*Extracted material:*
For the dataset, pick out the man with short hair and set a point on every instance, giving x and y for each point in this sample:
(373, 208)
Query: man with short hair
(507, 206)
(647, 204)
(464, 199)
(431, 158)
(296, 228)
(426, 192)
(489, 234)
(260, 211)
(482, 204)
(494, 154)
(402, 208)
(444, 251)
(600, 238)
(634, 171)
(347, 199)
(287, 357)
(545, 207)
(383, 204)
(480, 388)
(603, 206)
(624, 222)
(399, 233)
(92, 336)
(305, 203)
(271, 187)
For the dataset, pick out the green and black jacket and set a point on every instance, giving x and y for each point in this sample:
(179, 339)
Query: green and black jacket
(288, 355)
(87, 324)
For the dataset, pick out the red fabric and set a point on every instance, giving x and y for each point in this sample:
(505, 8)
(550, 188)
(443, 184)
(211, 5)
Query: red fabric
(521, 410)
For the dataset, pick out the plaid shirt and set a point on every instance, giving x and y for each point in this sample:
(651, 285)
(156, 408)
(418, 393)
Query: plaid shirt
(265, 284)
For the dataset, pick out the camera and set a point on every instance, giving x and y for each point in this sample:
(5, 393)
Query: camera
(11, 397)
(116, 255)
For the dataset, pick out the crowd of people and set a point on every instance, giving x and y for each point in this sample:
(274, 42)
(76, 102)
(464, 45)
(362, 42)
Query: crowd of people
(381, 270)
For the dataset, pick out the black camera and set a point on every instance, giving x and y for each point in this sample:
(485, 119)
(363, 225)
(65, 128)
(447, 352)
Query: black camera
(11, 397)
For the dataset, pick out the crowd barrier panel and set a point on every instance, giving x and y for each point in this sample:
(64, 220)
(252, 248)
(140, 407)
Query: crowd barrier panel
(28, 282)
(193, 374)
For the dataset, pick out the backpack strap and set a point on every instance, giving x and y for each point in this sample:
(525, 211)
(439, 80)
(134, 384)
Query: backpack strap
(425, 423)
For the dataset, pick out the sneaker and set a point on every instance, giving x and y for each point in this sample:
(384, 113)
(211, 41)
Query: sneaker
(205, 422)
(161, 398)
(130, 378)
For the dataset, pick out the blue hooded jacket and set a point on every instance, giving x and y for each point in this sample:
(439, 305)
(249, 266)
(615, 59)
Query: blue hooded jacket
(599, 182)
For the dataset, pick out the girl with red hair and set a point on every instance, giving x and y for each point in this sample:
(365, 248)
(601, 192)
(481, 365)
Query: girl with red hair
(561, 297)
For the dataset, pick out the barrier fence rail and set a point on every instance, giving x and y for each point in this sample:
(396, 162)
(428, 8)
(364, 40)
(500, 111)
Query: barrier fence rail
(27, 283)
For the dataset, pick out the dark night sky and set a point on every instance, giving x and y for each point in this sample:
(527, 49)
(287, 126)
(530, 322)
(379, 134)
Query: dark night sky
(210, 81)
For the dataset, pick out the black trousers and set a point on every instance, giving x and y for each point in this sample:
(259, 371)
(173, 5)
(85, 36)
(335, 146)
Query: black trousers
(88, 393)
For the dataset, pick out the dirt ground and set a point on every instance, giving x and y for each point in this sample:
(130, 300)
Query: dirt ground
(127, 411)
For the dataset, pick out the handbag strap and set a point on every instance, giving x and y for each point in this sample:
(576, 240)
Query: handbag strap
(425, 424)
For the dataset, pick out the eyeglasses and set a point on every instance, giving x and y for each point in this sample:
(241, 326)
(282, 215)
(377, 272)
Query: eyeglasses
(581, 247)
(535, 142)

*Try it:* Word for word, retype all of the entries above.

*Response to the exercise:*
For the dataset, pick out the man with short hair and set a point on every instance, giving x and y for each point in this sample:
(373, 208)
Query: man with short hair
(507, 206)
(647, 204)
(464, 199)
(431, 158)
(296, 228)
(426, 192)
(489, 234)
(260, 211)
(482, 204)
(494, 154)
(402, 208)
(444, 251)
(600, 238)
(634, 171)
(347, 199)
(287, 357)
(545, 207)
(383, 204)
(480, 388)
(603, 206)
(624, 222)
(399, 233)
(92, 336)
(305, 203)
(271, 187)
For the dataset, pick out the green and black jacket and set a point on every instance, giving x and y for each point in this sample:
(179, 339)
Query: green and black jacket
(288, 355)
(87, 324)
For the dataset, pick out the red fabric and set a point on every instance, giving x and y for each point in this sample:
(505, 8)
(550, 188)
(443, 184)
(211, 5)
Query: red fabric
(521, 410)
For the dataset, pick out the plaid shirt and set a point on every instance, giving x and y for each point in this sample:
(651, 285)
(156, 408)
(418, 393)
Query: plaid shirt
(265, 284)
For the dataset, pick out the camera and set a point on every instance, giving x and y for each point in this sample:
(5, 393)
Query: camera
(11, 397)
(116, 255)
For the dataset, pick out the crowd of people and set a point on every instance, giving x and y for each point in this sample:
(274, 42)
(76, 102)
(464, 45)
(362, 42)
Query: crowd of people
(381, 270)
For the dataset, pick out the black camera and set a point on every instance, giving x and y for each point in this sample:
(485, 119)
(363, 225)
(65, 128)
(447, 352)
Query: black camera
(11, 397)
For the dataset, pick out the crowd barrier panel and set a point on every instance, giving x and y for each point in this sample:
(64, 220)
(252, 248)
(140, 407)
Query: crowd barrier panel
(28, 282)
(193, 374)
For the dataset, pick out the backpack strap and set a point on every instance, giving x and y for each point in this sample:
(525, 211)
(439, 80)
(134, 384)
Query: backpack strap
(425, 423)
For the dataset, pick out the sneaker and set a point on every instance, giving x and y for each point in this sample:
(384, 113)
(211, 41)
Query: sneaker
(205, 422)
(161, 398)
(130, 378)
For the dataset, pick out the blue hooded jacket and set a point on every instance, giving x and y for each point in this sample:
(439, 305)
(249, 266)
(615, 59)
Query: blue hooded jacket
(599, 182)
For the dataset, pick out the girl with red hair and set a point on every instance, giving x and y for each point in this sample:
(365, 248)
(601, 192)
(481, 365)
Query: girl with red hair
(561, 297)
For the dataset, pick out the barrier fence rail and set a point on every instance, giving x and y for each point in this sample:
(396, 162)
(428, 8)
(364, 40)
(500, 111)
Query: barrier fence rail
(27, 283)
For the dataset, pick out the dark night sky and set a point on every instance, giving x and y for each point in this sample:
(527, 49)
(287, 126)
(530, 322)
(379, 134)
Query: dark night sky
(210, 81)
For the dataset, pick out the black trousers and set a point on every instance, giving x and y for each point in this sample:
(259, 371)
(173, 5)
(85, 36)
(335, 146)
Query: black trousers
(88, 393)
For the dataset, pick out the dirt ground and set a point on every instance, giving x and y for each point in this sample:
(130, 300)
Query: dirt ground
(127, 411)
For the dataset, pick out the handbag strap and set a point on every instance, giving x and y for each point in this sample:
(576, 240)
Query: handbag strap
(425, 424)
For the dataset, pick out the eyeglasses and set a point on every instance, giving x and y for each point in this sample:
(241, 326)
(282, 215)
(377, 272)
Query: eyeglasses
(581, 247)
(535, 142)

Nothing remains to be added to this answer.